__Goal__.
Give the entries again exactly, every one of them.

[start]

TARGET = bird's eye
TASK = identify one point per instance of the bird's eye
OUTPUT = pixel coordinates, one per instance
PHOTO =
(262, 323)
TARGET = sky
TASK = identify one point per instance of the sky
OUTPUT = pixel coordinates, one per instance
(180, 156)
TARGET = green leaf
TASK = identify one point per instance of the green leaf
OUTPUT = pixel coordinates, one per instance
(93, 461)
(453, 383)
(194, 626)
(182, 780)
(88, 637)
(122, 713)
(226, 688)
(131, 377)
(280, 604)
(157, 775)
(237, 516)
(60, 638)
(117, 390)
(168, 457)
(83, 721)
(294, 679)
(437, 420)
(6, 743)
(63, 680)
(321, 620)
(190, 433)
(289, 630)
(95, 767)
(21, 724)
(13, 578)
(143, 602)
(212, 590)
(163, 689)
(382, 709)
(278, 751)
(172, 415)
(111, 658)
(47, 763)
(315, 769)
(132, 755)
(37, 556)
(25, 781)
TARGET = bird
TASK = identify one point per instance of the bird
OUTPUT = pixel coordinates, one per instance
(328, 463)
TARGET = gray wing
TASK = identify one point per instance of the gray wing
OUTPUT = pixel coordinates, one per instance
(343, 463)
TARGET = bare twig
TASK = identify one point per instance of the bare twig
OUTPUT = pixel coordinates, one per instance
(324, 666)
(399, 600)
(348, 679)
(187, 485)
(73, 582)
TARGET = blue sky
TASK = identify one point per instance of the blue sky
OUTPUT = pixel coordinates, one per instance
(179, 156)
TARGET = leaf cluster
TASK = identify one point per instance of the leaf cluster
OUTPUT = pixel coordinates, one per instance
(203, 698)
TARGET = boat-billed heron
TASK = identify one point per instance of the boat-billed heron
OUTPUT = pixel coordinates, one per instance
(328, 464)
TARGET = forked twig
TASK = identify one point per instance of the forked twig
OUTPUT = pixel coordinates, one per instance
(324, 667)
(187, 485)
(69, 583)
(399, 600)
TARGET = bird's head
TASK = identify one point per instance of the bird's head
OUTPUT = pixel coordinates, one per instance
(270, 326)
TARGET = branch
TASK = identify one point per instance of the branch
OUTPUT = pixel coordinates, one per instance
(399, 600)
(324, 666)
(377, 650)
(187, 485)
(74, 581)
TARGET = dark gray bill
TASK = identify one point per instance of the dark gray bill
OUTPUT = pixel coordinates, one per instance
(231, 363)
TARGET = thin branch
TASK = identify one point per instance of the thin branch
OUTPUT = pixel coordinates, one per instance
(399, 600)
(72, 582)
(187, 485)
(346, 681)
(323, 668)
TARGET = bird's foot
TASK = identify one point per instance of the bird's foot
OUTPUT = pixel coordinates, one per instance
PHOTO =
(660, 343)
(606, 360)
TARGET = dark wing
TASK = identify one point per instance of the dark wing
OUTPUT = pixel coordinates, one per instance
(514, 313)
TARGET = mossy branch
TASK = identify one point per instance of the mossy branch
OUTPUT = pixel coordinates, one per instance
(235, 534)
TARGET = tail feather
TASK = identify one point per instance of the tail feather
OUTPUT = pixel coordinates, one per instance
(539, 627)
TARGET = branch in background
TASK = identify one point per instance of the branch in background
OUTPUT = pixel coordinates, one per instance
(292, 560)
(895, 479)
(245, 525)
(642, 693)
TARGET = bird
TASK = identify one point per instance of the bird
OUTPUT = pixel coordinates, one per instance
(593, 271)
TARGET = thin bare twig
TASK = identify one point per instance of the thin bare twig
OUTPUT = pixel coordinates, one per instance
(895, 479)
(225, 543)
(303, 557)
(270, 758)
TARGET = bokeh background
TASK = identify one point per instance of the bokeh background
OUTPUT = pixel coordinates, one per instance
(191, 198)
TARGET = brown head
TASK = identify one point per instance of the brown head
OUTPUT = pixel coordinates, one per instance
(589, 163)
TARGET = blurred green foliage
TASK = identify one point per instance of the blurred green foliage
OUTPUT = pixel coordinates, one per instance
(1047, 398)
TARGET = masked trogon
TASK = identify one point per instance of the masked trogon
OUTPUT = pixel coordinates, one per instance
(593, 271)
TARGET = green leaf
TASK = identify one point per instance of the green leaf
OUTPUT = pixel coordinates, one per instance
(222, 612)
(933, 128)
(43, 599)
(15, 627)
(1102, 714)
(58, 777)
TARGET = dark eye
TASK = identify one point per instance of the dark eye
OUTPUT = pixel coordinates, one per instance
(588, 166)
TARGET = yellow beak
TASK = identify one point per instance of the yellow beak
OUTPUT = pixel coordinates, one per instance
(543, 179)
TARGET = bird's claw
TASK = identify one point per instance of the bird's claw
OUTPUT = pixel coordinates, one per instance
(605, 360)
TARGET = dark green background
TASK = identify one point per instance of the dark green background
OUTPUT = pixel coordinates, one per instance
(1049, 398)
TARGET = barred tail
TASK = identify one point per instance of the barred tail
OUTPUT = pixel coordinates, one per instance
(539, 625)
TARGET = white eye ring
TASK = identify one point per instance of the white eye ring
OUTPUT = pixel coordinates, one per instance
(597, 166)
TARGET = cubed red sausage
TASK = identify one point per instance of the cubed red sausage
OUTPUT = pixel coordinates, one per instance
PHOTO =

[end]

__Exercise solution__.
TARGET = bird's eye
TASK = identify one point per instance of the bird's eye
OUTPUT = pixel coordinates, one per instance
PHOTO =
(262, 323)
TARGET = sky
TASK = identify one point per instance of the sky
OUTPUT = pixel coordinates, one per instance
(180, 156)
TARGET = green leaf
TASK = identify one point per instance of the green leaf
OUTPUT = pixel coordinates, one per instance
(93, 461)
(453, 383)
(194, 626)
(182, 780)
(88, 637)
(122, 713)
(226, 688)
(131, 377)
(280, 604)
(157, 775)
(237, 516)
(60, 638)
(117, 390)
(168, 457)
(83, 721)
(294, 679)
(437, 420)
(6, 743)
(63, 680)
(321, 620)
(190, 433)
(289, 630)
(95, 767)
(21, 724)
(13, 578)
(143, 602)
(212, 590)
(163, 689)
(382, 709)
(278, 751)
(172, 415)
(111, 658)
(47, 763)
(315, 769)
(132, 755)
(37, 556)
(25, 781)
TARGET = bird
TASK = identify one point per instance of the bird
OUTPUT = pixel coordinates, one per instance
(328, 463)
TARGET = gray wing
TASK = identify one point per instance of the gray wing
OUTPUT = pixel coordinates, one per instance
(343, 463)
TARGET = bare twig
TASK = identify one point per instance of the bare twig
OUTPUT = pixel coordinates, one per instance
(324, 666)
(399, 600)
(348, 679)
(187, 485)
(73, 582)
TARGET = blue sky
TASK = identify one point per instance of the blue sky
OUTPUT = pixel coordinates, one per instance
(179, 156)
TARGET = leaf cluster
TASK = identify one point per instance of the leaf cluster
OUTPUT = pixel coordinates, one per instance
(203, 698)
TARGET = boat-billed heron
TASK = identify one point per instance of the boat-billed heron
OUTPUT = pixel coordinates, one per instance
(328, 464)
TARGET = forked twig
TASK = identify one point per instance of the forked twig
OUTPUT = pixel coordinates, one per instance
(324, 667)
(187, 485)
(69, 583)
(399, 600)
TARGET = bird's head
TASK = identify one point per instance of the bird's head
OUTPUT = pixel coordinates, one per instance
(270, 326)
TARGET = branch
TASK = identify one point per instance of the branch
OUTPUT = pixel coordinates, one per instance
(399, 600)
(324, 666)
(377, 650)
(187, 485)
(74, 581)
TARGET = dark gray bill
TASK = identify one point per instance of the dark gray bill
OUTPUT = pixel coordinates, one per instance
(231, 363)
TARGET = thin branch
TASK = identify one point per instance of the thin branch
OUTPUT = pixel coordinates, one per instance
(399, 600)
(72, 582)
(187, 485)
(346, 681)
(323, 668)
TARGET = bird's foot
TASK = identify one point per instance of the bird's foot
OUTPUT = pixel coordinates, one per instance
PHOTO =
(660, 343)
(606, 360)
TARGET = dark wing
TASK = identify one point per instance of the dark wing
OUTPUT = pixel coordinates, one per instance
(514, 313)
TARGET = mossy branch
TASK = identify one point per instance of the mossy branch
OUTPUT = pixel coordinates, one per instance
(235, 534)
TARGET = tail feather
TASK = identify one point per instance of the tail feather
OUTPUT = pixel coordinates, one per instance
(539, 627)
TARGET = branch in background
TASK = identify one point per instance of the branch in background
OUTPUT = pixel coordinates, one per instance
(292, 560)
(895, 479)
(245, 525)
(642, 693)
TARGET = bird
TASK = identify one point per instance of the bird
OUTPUT = pixel coordinates, one per instance
(593, 271)
TARGET = thin bare twig
TASK = identify one point per instance of the thin bare twig
OUTPUT = pixel coordinates, one per instance
(895, 479)
(225, 543)
(303, 557)
(270, 758)
TARGET = bokeh background
TASK = identify one point per instance of the bokeh background
OUTPUT = pixel coordinates, one per instance
(191, 198)
TARGET = brown head
TASK = identify one point per instance of the brown head
OUTPUT = pixel coordinates, one per instance
(589, 163)
TARGET = blurred green foliage
TASK = identify one point per instance of the blurred green foliage
OUTPUT = pixel coordinates, one per instance
(1047, 398)
TARGET = masked trogon
TASK = identify one point per instance of the masked trogon
OUTPUT = pixel coordinates, one per instance
(593, 271)
TARGET = green leaf
TASK = identify one point per instance of the green leaf
OUTPUT = pixel coordinates, one per instance
(222, 612)
(933, 128)
(43, 599)
(15, 627)
(1102, 714)
(58, 777)
TARGET = dark eye
TASK = identify one point per instance of the dark eye
OUTPUT = pixel coordinates, one per instance
(588, 166)
TARGET = yellow beak
TASK = identify one point per instance of the yellow beak
OUTPUT = pixel coordinates, one per instance
(543, 179)
TARGET = bird's claw
TASK = identify one point per instance of the bird's claw
OUTPUT = pixel coordinates, one per instance
(605, 360)
TARGET = dark green background
TASK = identify one point per instance of the dark green background
OUTPUT = pixel coordinates, one per instance
(1049, 398)
TARGET = barred tail
TASK = identify one point per instance of the barred tail
OUTPUT = pixel coordinates, one per instance
(539, 625)
TARGET = white eye ring
TASK = identify one point per instance of the white eye ring
OUTPUT = pixel coordinates, one per instance
(597, 166)
TARGET = cubed red sausage
TASK = identify one point per instance of the cubed red sausage
OUTPUT = pixel coordinates, one per instance
PHOTO =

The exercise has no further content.